**Region labeling records**
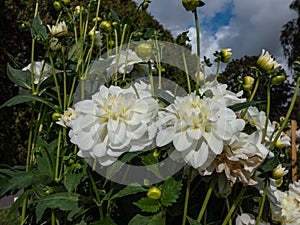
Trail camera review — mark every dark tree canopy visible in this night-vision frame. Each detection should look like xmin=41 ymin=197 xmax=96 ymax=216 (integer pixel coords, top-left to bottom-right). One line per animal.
xmin=280 ymin=0 xmax=300 ymax=67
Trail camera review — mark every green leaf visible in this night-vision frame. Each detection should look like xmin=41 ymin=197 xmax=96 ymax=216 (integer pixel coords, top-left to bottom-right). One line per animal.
xmin=187 ymin=216 xmax=201 ymax=225
xmin=33 ymin=192 xmax=80 ymax=223
xmin=160 ymin=177 xmax=182 ymax=207
xmin=228 ymin=101 xmax=264 ymax=112
xmin=128 ymin=213 xmax=164 ymax=225
xmin=91 ymin=216 xmax=117 ymax=225
xmin=0 ymin=172 xmax=52 ymax=196
xmin=260 ymin=155 xmax=280 ymax=173
xmin=111 ymin=185 xmax=147 ymax=200
xmin=0 ymin=94 xmax=57 ymax=110
xmin=31 ymin=13 xmax=48 ymax=41
xmin=6 ymin=63 xmax=31 ymax=90
xmin=133 ymin=198 xmax=160 ymax=212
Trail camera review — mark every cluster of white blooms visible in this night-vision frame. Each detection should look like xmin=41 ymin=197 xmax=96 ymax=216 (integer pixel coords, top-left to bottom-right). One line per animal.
xmin=69 ymin=81 xmax=158 ymax=165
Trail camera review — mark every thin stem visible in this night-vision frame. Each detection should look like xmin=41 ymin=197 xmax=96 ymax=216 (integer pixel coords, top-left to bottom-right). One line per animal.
xmin=255 ymin=180 xmax=268 ymax=225
xmin=222 ymin=186 xmax=247 ymax=225
xmin=197 ymin=179 xmax=217 ymax=223
xmin=270 ymin=75 xmax=300 ymax=150
xmin=261 ymin=82 xmax=271 ymax=144
xmin=181 ymin=48 xmax=191 ymax=94
xmin=182 ymin=167 xmax=192 ymax=225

**Problem details**
Turn the lines above, starting at the first one and ending at the line that contains "xmin=280 ymin=0 xmax=300 ymax=67", into a Markdown table with the columns Row and Text, one numbered row per line and no rows for blank lines. Leave the pictures out.

**Answer in full**
| Row | Text |
|---|---|
| 1 | Trail camera review — mark every dark tree canopy visible in this night-vision frame. Each detection should look like xmin=41 ymin=197 xmax=96 ymax=216 (integer pixel coords, top-left to bottom-right). One line per animal. |
| 2 | xmin=280 ymin=0 xmax=300 ymax=67 |